Copy each of the rows below verbatim, keeping every line in its original order.

**Input rows:**
----------

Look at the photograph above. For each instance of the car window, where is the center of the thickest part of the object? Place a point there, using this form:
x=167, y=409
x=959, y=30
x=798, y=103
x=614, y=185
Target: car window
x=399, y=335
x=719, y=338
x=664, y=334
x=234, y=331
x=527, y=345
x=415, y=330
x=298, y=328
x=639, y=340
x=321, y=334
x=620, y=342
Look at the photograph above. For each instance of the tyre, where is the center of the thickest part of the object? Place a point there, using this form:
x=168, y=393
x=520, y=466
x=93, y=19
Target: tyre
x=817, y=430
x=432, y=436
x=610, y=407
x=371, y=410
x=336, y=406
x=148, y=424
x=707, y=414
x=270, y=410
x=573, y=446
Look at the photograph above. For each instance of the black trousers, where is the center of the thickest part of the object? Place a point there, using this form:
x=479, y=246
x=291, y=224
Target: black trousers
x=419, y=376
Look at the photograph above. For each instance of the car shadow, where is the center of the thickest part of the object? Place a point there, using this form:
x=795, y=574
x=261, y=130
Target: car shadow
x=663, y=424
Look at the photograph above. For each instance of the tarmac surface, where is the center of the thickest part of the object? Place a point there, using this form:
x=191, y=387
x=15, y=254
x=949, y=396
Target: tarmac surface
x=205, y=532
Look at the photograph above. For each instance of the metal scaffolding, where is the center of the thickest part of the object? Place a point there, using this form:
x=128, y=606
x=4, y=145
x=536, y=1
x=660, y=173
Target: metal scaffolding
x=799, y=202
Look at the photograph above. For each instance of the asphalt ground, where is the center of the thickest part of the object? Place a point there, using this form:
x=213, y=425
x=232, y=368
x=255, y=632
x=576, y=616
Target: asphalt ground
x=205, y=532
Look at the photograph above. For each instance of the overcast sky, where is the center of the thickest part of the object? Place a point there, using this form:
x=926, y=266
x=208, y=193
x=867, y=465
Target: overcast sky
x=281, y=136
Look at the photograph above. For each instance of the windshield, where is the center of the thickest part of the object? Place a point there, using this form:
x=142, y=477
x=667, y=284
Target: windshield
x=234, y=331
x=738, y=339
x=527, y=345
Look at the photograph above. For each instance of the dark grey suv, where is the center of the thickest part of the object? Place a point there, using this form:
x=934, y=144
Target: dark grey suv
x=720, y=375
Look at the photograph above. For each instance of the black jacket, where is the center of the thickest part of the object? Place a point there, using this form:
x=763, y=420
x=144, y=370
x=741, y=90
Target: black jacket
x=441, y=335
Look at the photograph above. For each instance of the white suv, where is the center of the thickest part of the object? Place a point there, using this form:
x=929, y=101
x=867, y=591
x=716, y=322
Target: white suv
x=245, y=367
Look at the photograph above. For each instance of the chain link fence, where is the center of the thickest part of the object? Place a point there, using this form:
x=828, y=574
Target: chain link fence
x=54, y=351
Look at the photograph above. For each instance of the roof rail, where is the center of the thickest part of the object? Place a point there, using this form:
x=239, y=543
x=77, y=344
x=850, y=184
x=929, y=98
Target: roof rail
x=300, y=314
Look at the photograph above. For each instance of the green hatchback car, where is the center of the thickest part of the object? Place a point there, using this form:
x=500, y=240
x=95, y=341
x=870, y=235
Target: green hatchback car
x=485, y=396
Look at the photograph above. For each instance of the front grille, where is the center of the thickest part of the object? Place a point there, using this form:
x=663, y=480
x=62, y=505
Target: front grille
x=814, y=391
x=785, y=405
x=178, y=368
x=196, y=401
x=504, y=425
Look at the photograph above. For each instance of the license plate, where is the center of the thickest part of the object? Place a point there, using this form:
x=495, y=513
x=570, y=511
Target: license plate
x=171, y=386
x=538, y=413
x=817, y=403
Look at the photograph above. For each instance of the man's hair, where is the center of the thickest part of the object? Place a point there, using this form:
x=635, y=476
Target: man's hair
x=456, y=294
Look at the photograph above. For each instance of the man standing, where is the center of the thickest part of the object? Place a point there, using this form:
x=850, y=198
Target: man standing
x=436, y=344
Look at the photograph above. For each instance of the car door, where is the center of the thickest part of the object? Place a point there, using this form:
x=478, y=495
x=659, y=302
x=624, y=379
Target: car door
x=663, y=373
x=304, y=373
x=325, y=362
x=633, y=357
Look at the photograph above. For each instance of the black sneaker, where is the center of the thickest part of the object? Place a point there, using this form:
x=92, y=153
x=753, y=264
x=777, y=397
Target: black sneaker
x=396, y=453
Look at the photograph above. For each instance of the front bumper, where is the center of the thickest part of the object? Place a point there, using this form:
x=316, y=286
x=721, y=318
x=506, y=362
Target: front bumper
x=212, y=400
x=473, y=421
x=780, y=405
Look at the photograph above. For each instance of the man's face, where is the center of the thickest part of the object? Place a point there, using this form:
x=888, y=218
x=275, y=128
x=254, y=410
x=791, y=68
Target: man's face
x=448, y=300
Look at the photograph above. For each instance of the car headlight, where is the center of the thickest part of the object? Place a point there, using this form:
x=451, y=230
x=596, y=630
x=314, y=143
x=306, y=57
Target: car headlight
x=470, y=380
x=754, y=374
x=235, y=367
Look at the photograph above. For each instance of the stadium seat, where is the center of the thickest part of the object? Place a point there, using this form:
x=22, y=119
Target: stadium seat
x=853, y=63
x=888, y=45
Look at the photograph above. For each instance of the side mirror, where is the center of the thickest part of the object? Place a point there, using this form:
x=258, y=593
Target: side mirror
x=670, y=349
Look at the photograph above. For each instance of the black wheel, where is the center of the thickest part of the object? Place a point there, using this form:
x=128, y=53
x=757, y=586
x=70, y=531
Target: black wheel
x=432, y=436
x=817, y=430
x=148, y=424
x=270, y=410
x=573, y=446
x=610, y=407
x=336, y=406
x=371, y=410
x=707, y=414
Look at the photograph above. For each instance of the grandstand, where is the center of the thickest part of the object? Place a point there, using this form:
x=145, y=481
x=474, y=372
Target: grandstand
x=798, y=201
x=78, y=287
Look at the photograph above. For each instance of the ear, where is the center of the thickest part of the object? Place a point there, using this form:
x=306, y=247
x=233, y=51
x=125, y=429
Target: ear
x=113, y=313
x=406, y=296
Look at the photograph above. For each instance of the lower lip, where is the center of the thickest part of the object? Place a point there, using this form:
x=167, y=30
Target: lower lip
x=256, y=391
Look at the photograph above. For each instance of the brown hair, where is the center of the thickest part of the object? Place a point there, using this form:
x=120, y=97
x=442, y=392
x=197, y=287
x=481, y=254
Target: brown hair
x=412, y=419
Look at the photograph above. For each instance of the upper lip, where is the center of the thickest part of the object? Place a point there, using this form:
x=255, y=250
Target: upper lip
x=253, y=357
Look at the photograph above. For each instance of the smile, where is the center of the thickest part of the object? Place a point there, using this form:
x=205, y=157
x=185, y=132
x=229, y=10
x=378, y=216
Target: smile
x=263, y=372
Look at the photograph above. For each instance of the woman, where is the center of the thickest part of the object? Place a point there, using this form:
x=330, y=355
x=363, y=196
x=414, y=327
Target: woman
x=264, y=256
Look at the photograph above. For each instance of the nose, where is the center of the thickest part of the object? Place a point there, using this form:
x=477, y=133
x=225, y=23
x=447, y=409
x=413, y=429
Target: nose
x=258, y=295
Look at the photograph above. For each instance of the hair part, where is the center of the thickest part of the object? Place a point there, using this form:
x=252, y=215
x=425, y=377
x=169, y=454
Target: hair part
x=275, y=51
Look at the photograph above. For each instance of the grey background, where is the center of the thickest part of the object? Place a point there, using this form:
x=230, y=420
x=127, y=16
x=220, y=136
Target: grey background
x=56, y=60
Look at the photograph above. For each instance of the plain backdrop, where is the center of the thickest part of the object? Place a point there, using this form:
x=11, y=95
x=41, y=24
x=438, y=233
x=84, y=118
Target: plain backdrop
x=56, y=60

----------

**The output:**
Look at the photograph above. For each instance of the car window, where is the center of the thickest part of the object? Place a point there, using this form:
x=167, y=409
x=959, y=30
x=798, y=103
x=614, y=185
Target: car window
x=399, y=335
x=719, y=338
x=664, y=334
x=234, y=331
x=527, y=345
x=415, y=330
x=298, y=328
x=639, y=340
x=321, y=334
x=620, y=342
Look at the photograph above. For each instance of the tyre, where is the center of the thickest part of the object? Place a point there, using this form:
x=168, y=393
x=520, y=466
x=93, y=19
Target: tyre
x=817, y=430
x=432, y=436
x=610, y=407
x=371, y=410
x=336, y=406
x=148, y=424
x=707, y=414
x=270, y=410
x=573, y=446
Look at the photograph above. For each instance of the black trousers, where is the center of the thickest part of the object? Place a point there, using this form:
x=479, y=246
x=291, y=224
Target: black trousers
x=419, y=376
Look at the photograph above. For each instance of the car shadow, where is the center of the thickest part of the object? Place a point there, using this form:
x=795, y=574
x=261, y=130
Target: car shadow
x=663, y=424
Look at the photograph above. For each instance of the tarmac surface, where is the center of the thickest part of the object? Place a point there, using this form:
x=191, y=387
x=15, y=254
x=949, y=396
Target: tarmac surface
x=205, y=532
Look at the photograph above. For each instance of the metal scaffolding, where is the center of the thickest part of the object? Place a point there, using this form:
x=128, y=606
x=4, y=145
x=536, y=1
x=660, y=173
Target: metal scaffolding
x=799, y=202
Look at the photograph above. For each instance of the asphalt ground, where is the center of the thickest part of the object? Place a point there, using this form:
x=213, y=425
x=232, y=368
x=255, y=632
x=576, y=616
Target: asphalt ground
x=205, y=532
Look at the photograph above. For each instance of the overcast sky, where is the center of the thickest part of the object? Place a point there, using this form:
x=926, y=266
x=208, y=193
x=867, y=465
Target: overcast sky
x=281, y=136
Look at the photograph above. For each instance of the windshield, where is the center of the thickest part of the object? Place a point there, using this form:
x=142, y=477
x=667, y=284
Target: windshield
x=234, y=331
x=738, y=339
x=527, y=345
Look at the photograph above. For each instance of the dark grey suv, where is the center of the thickest part of the object? Place a point there, using this form:
x=934, y=144
Target: dark grey suv
x=720, y=375
Look at the photograph above. For each instance of the black jacket, where is the center of the thickest part of the object? Place a point there, using this form:
x=763, y=420
x=144, y=370
x=741, y=90
Target: black jacket
x=441, y=335
Look at the photograph above. For each instance of the white suv, where is the center of the thickest part of the object? Place a point there, using this form:
x=929, y=101
x=867, y=591
x=716, y=322
Target: white suv
x=245, y=367
Look at the photograph above. For each instance of the chain link fence, where is the center of the thickest part of the object? Place a point there, using this form:
x=828, y=574
Target: chain link fence
x=54, y=351
Look at the photograph above. For each instance of the roof rail, where is the center of the thickest part of the object? Place a point there, using this form:
x=239, y=543
x=77, y=344
x=850, y=184
x=929, y=98
Target: roof rail
x=300, y=314
Look at the photograph above. For each instance of the green hatchback car, where is the center of the thickest part of the object? Place a point there, using this form:
x=500, y=240
x=95, y=341
x=870, y=235
Target: green hatchback car
x=485, y=396
Look at the photograph above. For each instance of the front grille, where is the center of the thickest part of the object? Place a point there, using this form:
x=663, y=480
x=62, y=505
Target: front grille
x=814, y=391
x=785, y=405
x=178, y=368
x=196, y=401
x=504, y=425
Look at the photograph above. For each instance of the license plate, where is the center of the thickest part of the object? Place a point there, using this form:
x=495, y=513
x=570, y=511
Target: license plate
x=171, y=386
x=538, y=413
x=817, y=403
Look at the photograph above. For each instance of the man's hair, where is the center of the thickest part of the object? Place a point there, using this form:
x=635, y=476
Target: man's hair
x=456, y=294
Look at the photograph above. For each instance of the man standing, where is the center of the thickest part of the object? Place a point there, using this form:
x=850, y=198
Target: man standing
x=436, y=344
Look at the photograph above. For each instance of the car door, where is the center of the thickest part of the object? Place a point there, using this form:
x=478, y=495
x=659, y=302
x=624, y=379
Target: car door
x=663, y=373
x=304, y=373
x=325, y=362
x=633, y=357
Look at the photograph above. For each instance of the black sneaker, where is the center of the thickest part of the object? Place a point there, using this form:
x=92, y=153
x=753, y=264
x=777, y=397
Target: black sneaker
x=396, y=453
Look at the photograph above. For each instance of the front bumper, where is the center of the thickest part of the object? Place a point there, using this form:
x=316, y=286
x=721, y=318
x=506, y=362
Target: front bumper
x=212, y=400
x=473, y=421
x=780, y=405
Look at the photograph above. For each instance of the man's face, where is the center of the thickest part of the object? Place a point there, using this form:
x=888, y=218
x=275, y=128
x=254, y=410
x=791, y=68
Target: man's face
x=448, y=300
Look at the photograph above. For each instance of the car headlight, where is the center of the thickest part of the object? Place a point there, using this form:
x=451, y=230
x=596, y=630
x=314, y=143
x=306, y=57
Target: car headlight
x=470, y=380
x=754, y=374
x=235, y=367
Look at the photograph above. For each instance of the stadium seat, where is the center of the thickest part of the object? Place a point there, using this form:
x=22, y=119
Target: stadium seat
x=853, y=63
x=888, y=45
Look at the photograph above. For each instance of the side mirror, where is the center of the thickest part of the object? Place a point there, using this form:
x=258, y=593
Target: side mirror
x=670, y=349
Look at the photograph above. For each instance of the black wheel, where is the center of the thickest part of the object? Place a point there, using this form:
x=128, y=53
x=757, y=586
x=70, y=531
Target: black wheel
x=432, y=436
x=817, y=430
x=148, y=424
x=270, y=410
x=573, y=446
x=610, y=407
x=336, y=406
x=371, y=410
x=707, y=414
Look at the photograph above. For each instance of the grandstand, where is the center of the thickest part of the object? Place a point there, using this form:
x=145, y=481
x=474, y=372
Target: grandstand
x=798, y=201
x=78, y=287
Look at the photograph above. For each instance of the ear, where is the center of the thickest part of the object? Place a point there, using this form:
x=306, y=247
x=233, y=51
x=125, y=429
Target: ear
x=113, y=313
x=406, y=296
Look at the photograph above. For each instance of the lower lip, where is the center of the thickest part of the object? Place a point there, using this form:
x=167, y=30
Target: lower lip
x=256, y=391
Look at the photograph above. For each instance of the brown hair, where is the center of the thickest part of the object? Place a point there, using this form:
x=120, y=97
x=442, y=392
x=197, y=287
x=481, y=254
Target: brown hair
x=412, y=419
Look at the photograph above. For each instance of the upper lip, where is the center of the thickest part of the object? Place a point there, using this form:
x=255, y=250
Target: upper lip
x=253, y=357
Look at the photograph above. For each instance of the smile, where is the center of the thickest part of the object? Place a point there, using this form:
x=205, y=157
x=185, y=132
x=229, y=10
x=378, y=216
Target: smile
x=263, y=372
Look at the photograph above. For each instance of the woman, where is the center of the thickest part of the object? Place a point there, using this form:
x=330, y=355
x=363, y=196
x=414, y=327
Target: woman
x=264, y=256
Look at the photograph above. For each instance of the nose, where is the center of the thickest part of the object? Place a point there, using this form:
x=477, y=133
x=225, y=23
x=447, y=409
x=413, y=429
Target: nose
x=258, y=295
Look at the photograph above. For each instance of the hair part, where is the center of the thickest part of the object? Place a point there, using this form:
x=252, y=215
x=425, y=377
x=169, y=454
Target: hair part
x=275, y=51
Look at the photograph above. For each instance of the grey background, where is the center of the thickest part of the object? Place a point there, using this form:
x=230, y=420
x=127, y=16
x=220, y=136
Target: grey background
x=56, y=60
Look at the photograph above. For each instance of the plain backdrop, where is the center of the thickest part of the object? Place a point there, using this form:
x=11, y=95
x=41, y=24
x=438, y=233
x=84, y=118
Target: plain backdrop
x=56, y=60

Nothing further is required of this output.